### Text segment
In another exemplary embodiment, an apparatus includes a first device operable between an actuated condition and a return condition, a second device operable between an actuated condition and a return condition, and a cable actuator. The cable actuator includes a housing, first and second cables, and a cam. The first cable has a first end positioned within the housing and a second end connected with the first device. The second cable has a first end positioned within the housing and a second end connected with the second device. The cam is disposed in the housing and is operably connected with the first and second cables. The cam is movable to a first position to apply a first force to the first cable to move the first device to the actuated condition, and to a second position to apply a second force to the second cable to move the second device to the actuated condition, with the first cable being free of the first force when the cam is in the second position to maintain the first device in the return condition.

DESCRIPTION

This Description merely describes exemplary embodiments and is not intended to limit the scope of the specification in any way. Indeed, the invention as described is broader than and unlimited by the exemplary embodiments, and the terms used have their full ordinary meaning. For example, while the exemplary embodiments describe actuators and operating systems employing retractable cables, in other embodiments, other types of actuating mechanisms may additionally or alternatively be utilized, including, for example, gear-drive, motor-driven, electrical, pneumatic, and/or hydraulic actuating mechanisms.

As described herein, when one or more components are described as being connected, joined, affixed, coupled, attached, or otherwise interconnected, such interconnection may be direct as between the components or may be indirect, such as through the use of one or more intermediary components. Also as described herein, reference to a “member,” “component,” or “portion” shall not be limited to a single structural member, component, or element but can include an assembly of components, members or elements.

Cable actuators are often used to provide manual operation of a mechanical or electromechanical device (e.g., a lock or braking system) that is remote from a manual controller, such as a knob, button, lever, or switch. One such actuating cable, known as a Bowden cable, includes an inner cable wire disposed within a fixed lumen or sheath, with the cable wire extending from the controller to the device to operatively connect the controller with the device. Operation of the manual controller applies a pulling force to the cable wire, which is transmitted to the device to operate the device (e.g., by rotating, pivoting, sliding, or otherwise moving a portion of the device). The cable wire is typically spring loaded to return to a normal or default position when the manual controller is returned to a normal position, eliminating the pulling force on the cable wire. Alternatively, a cable actuator may include a cable biased to a force transmitting position in which a pulling force is applied, with a manual controller (e.g., a spring loaded push button) that removes the pulling force from the cable when actuated.

### Entries

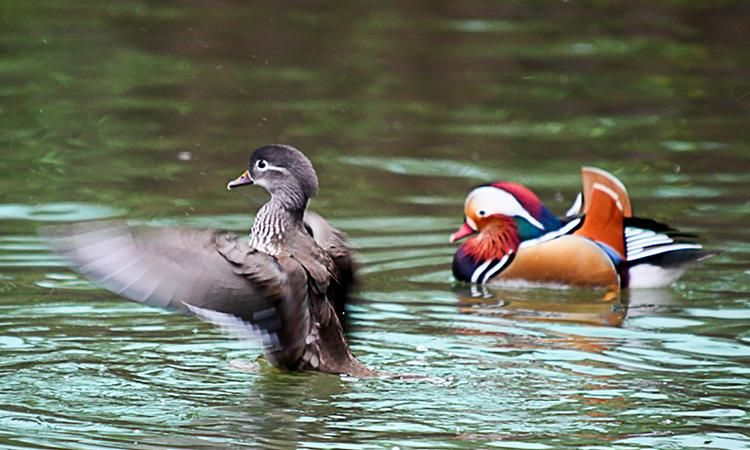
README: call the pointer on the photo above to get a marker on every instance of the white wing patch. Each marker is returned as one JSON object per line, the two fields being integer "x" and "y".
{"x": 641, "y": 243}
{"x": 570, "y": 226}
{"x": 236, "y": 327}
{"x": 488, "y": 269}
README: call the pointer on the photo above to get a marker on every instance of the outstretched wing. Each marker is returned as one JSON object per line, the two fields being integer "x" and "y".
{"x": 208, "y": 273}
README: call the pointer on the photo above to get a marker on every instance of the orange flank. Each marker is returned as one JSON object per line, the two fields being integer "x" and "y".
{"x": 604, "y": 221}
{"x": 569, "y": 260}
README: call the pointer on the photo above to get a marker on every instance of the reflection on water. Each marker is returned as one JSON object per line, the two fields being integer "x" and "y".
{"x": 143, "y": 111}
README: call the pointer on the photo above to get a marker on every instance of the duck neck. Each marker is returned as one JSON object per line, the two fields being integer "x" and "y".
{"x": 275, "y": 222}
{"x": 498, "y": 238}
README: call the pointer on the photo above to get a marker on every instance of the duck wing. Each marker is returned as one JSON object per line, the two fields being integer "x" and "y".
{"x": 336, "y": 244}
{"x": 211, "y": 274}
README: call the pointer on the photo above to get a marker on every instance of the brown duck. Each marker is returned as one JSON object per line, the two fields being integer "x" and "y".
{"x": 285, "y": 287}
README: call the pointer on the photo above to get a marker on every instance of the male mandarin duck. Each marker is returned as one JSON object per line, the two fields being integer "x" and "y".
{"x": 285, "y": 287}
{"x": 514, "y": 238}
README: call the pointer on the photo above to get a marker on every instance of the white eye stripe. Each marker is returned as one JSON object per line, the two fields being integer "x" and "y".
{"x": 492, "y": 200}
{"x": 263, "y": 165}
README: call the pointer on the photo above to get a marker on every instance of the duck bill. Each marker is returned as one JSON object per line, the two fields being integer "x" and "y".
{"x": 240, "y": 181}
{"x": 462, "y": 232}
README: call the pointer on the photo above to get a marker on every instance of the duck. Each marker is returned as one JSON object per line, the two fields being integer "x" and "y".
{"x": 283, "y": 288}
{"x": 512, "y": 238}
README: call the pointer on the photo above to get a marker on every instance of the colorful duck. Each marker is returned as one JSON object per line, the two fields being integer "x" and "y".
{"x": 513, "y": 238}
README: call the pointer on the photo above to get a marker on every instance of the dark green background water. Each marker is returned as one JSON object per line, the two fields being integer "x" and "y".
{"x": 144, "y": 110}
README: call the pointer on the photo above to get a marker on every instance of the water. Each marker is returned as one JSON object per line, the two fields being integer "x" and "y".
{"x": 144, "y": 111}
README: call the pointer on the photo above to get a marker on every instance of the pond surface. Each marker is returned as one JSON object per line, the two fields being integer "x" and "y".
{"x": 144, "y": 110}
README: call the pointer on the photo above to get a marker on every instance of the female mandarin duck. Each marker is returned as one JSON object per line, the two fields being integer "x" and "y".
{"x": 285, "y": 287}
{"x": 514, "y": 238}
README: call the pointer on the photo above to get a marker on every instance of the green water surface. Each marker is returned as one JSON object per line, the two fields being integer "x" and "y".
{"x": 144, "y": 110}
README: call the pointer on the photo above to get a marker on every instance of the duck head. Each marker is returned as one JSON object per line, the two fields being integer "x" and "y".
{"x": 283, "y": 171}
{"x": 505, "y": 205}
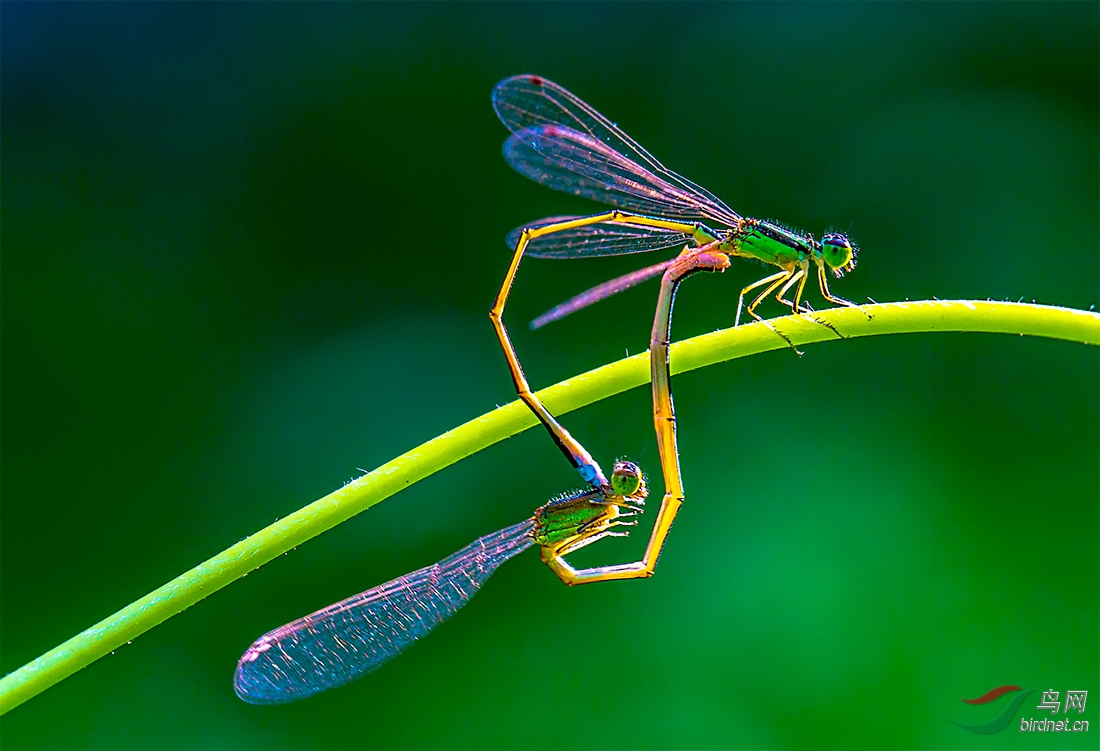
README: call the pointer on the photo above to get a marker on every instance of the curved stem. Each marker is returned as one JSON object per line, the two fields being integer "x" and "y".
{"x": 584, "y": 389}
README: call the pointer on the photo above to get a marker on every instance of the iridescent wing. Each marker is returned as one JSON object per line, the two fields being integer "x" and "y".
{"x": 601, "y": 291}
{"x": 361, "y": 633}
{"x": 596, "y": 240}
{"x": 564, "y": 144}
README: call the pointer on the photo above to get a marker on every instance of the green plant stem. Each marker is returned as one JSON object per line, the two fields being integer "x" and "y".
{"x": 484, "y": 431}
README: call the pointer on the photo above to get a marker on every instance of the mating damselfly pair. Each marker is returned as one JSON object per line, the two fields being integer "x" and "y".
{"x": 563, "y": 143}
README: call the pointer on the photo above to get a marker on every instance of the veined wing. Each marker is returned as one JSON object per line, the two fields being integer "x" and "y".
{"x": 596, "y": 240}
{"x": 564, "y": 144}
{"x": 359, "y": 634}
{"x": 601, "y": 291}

### Parts of the exercise
(a) According to the cable actuator text, what does a Bowden cable include?
(b) In the cable actuator text, please rewrite the stretch from "As described herein, when" through "members or elements.", swapping "intermediary" for "intervening".
Rely only on the cable actuator text for what comes next.

### Responses for each task
(a) An inner cable wire disposed within a fixed lumen or sheath.

(b)
As described herein, when one or more components are described as being connected, joined, affixed, coupled, attached, or otherwise interconnected, such interconnection may be direct as between the components or may be indirect, such as through the use of one or more intervening components. Also as described herein, reference to a “member,” “component,” or “portion” shall not be limited to a single structural member, component, or element but can include an assembly of components, members or elements.